# FITNESS and NUTRITION FORUM > DIET AND NUTRITION > RECIPES >  Yam & Walnut Protein Muffins

## Kawigirl

*YAM & WALNUT MUFFINS*

Makes 8 muffins.
6 egg whites1 cup yam, mashed1/2 c cooked squash (or 1/3 c canned pumpkin)2 tsp vanilla2 tsp cinnamon1/2 tsp nutmeg2 Tbsp chopped walnuts1/2 c oat flour (just oats ground up)*use 2/3 c oat flour if using pumpkin2 scoops vanilla protein powder1 tsp baking powderPreheat oven to 350 degrees. Mix all the wet ingredients together with a whisk. Add in the dry ingredients (with walnuts) and mix well. Spray muffin tins with cooking spray (you could also use muffin cups sprayed with cooking spray). Pour batter 3/4 way up muffin tin. Bake for 25 min or until toothpick comes out clean. Makes 8 muffins. Store in sealed container in fridge.
*Tip - cooking yam (I cook in microwave. Wash yam, poke a punch with a fork all over. Cook for 12 min on one side, turn over and cook for another 6-7 minutes of until soft all over. Depends on the size of yam your using.)

*Nutrition*: (per 2 muffins) Cals: 223 Fat: 5g Carbs: 26g Fibre: 4g Sugars:1.4g Protein: 19g Sodium: 231mg

----------


## zaggahamma

keep em comin...all sound good

----------


## wmaousley

Thank you Mam, I will let you know how they turn out.

----------


## Flagg

Very nice lil recipe Kawi, did you come up with it yourself?

----------


## Kawigirl

> Very nice lil recipe Kawi, did you come up with it yourself?


Thanks!

I take recipes and play around with them.....test them....I have a few more I'm working on.

----------


## gbrice75

Thanks KG, made these last night and they were great! Unfortunately, I ate 6 of 8 lol! At least it was my carb up day. 

You know what would make these excellent (albeit would defeat the purpose of healthy/clean muffins)? Cream cheese icing!!! I wonder if we can make a healthy version?

If anybody wants to add a bit of sweetness to these, I can see a 1/4 cup splenda or brown sugar splenda (even better!) working... hmmm.. next batch!

*Data supplied*
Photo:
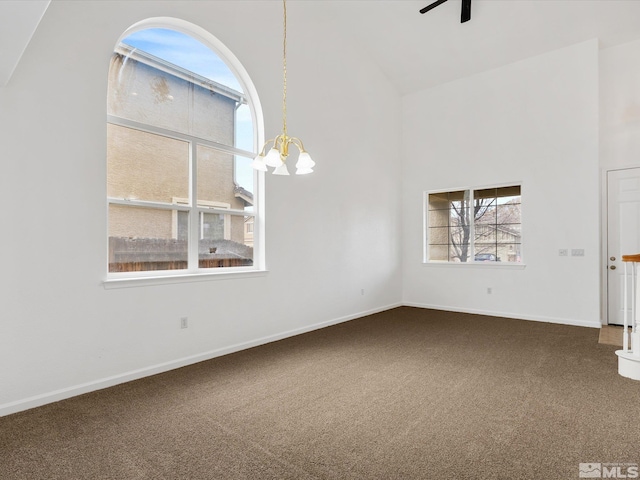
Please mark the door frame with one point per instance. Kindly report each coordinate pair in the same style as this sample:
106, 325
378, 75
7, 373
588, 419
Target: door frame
604, 237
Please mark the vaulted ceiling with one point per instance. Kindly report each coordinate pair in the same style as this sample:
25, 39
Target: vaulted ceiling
418, 51
18, 21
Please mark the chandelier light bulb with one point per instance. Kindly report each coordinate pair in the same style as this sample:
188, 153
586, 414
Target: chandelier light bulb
281, 170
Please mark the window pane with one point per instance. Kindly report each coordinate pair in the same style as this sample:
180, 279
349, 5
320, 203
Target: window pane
226, 240
144, 239
438, 201
244, 129
144, 166
217, 184
184, 87
460, 246
509, 213
439, 252
438, 235
439, 218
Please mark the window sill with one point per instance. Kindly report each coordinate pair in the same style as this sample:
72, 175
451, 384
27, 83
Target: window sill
498, 265
168, 279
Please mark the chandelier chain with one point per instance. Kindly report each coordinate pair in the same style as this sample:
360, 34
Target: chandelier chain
284, 69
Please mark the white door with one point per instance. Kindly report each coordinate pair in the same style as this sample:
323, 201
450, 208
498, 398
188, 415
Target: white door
623, 235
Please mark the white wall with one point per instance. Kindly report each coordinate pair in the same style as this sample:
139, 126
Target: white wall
535, 122
329, 234
620, 106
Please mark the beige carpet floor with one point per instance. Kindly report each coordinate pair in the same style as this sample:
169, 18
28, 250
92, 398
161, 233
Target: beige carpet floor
404, 394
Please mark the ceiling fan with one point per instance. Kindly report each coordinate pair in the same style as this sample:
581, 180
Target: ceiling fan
466, 9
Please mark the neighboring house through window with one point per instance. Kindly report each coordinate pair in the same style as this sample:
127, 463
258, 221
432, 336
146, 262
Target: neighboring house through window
180, 140
474, 225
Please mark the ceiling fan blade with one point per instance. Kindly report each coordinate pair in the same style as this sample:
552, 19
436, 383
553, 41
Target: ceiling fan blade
432, 6
466, 11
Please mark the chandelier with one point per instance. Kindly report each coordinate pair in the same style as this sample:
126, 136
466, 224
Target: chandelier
279, 152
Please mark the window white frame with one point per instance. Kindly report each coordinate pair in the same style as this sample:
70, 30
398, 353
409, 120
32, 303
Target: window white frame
472, 249
193, 273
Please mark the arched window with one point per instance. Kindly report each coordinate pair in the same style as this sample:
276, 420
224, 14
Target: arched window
181, 131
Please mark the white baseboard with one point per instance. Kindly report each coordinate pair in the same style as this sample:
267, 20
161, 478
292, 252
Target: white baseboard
57, 395
517, 316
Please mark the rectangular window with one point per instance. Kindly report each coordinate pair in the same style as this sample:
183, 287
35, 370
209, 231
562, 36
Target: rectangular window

*What to produce*
From the muffin recipe thread, list each nutrition figure given per 2 muffins along with its amount.

*Solution for this exercise*
Cals: 223
Fat: 5g
Carbs: 26g
Fibre: 4g
Sugars: 1.4g
Protein: 19g
Sodium: 231mg